To-do list
1: List each adjective in the dispatch that is formed from the name of a place or people, giving each one once.
2: Continue the dispatch on Austro-Hungarian policy, starting after its last line.

Given passage
━━━
No. 35.
Mr. Kasson to Mr. Evarts.

No. 90.]

Sir: I have heretofore had occasion to speak of the cloudy definition given to the public of the views and purposes of this government in respect to the Oriental question. The more satisfactory condition of Austro-Hungarian internal affairs, and the necessity of greater precision in the presence of the Berlin congress, have naturally led to a clearer understanding of the views and claims of the cabinet at Vienna. Owing to the secrecy imposed on the members of the congress, which has been in the main well observed until results were attained, the fourscore of journalistic correspondents at Berlin have been able to do little else than confuse the public judgment by their unauthorized reports. What I have now to communicate is founded, therefore, upon actual events here, [Page 45] and a careful comparison of the announcements and arguments presented by the journals of this empire.

It appears, then, that there are two controlling considerations which shape Austro-Hungarian policy:

I. Hostility to Sclavic influence.
━━━
Source data
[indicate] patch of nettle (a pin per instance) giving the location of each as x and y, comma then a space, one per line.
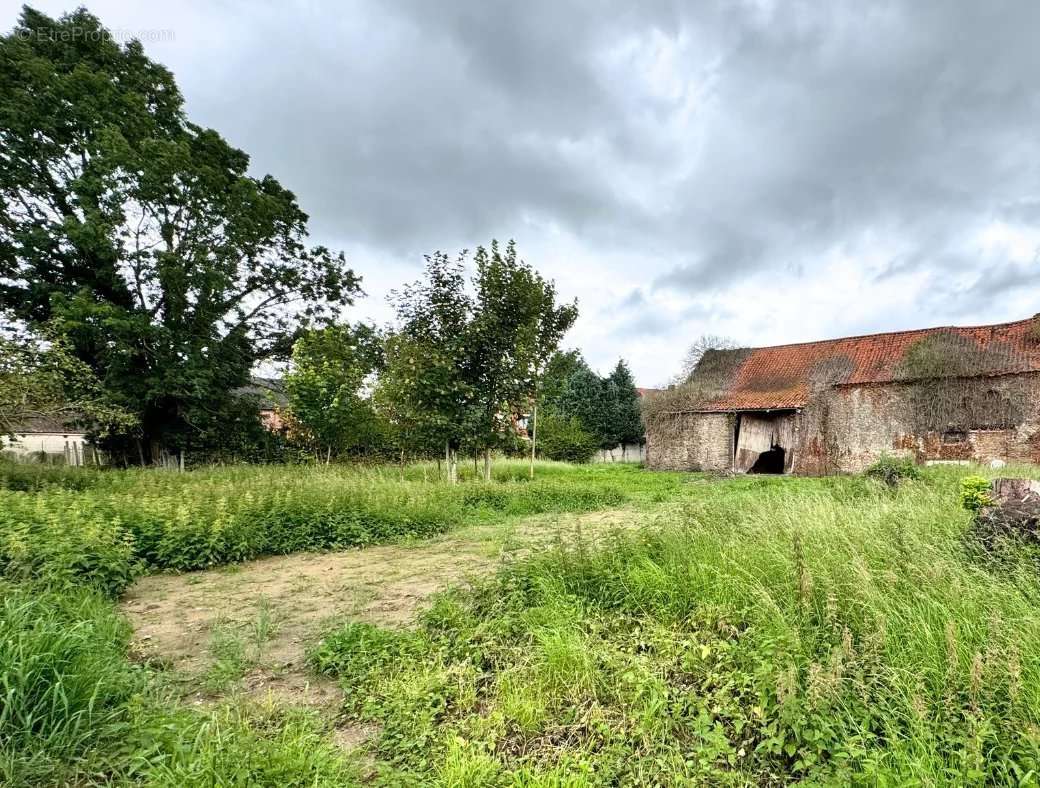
829, 631
123, 523
74, 709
━━━
Answers by task
1: Oriental, Austro-Hungarian, Sclavic

2:
There exists a very strong hostility to any new concentration of the power and influence of the Sclavic race outside of and near to her own frontiers. She fears that any new centers of such influence would become the seat of agitation for new combinations and further unity of the people of that race, which would in turn increase the existing dissatisfaction of that large portion of the race already embraced within this empire. The ruling Magyars of Hungary are especially sensitive on this point. Hence one fixed object of Austro-Hungarian policy at the congress is the restriction as far as possible of this generic element in the new semi-independent principality of Bulgaria. This naturally led to her alliance with England in all points which would strengthen the power of Turkey on the line of the Balkans, between Bulgaria and the new Roumelia, and for the maintenance of Turkish dominion over the latter province.

The same sentiment has fixed her in a position of hostility to the northward extension of Montenegro and the southward extension of Servia. She will insist on securing as wide a space as possible between the boundaries of those two Sclavic principalities. Whether in this she will have the assistance of England remains to be seen.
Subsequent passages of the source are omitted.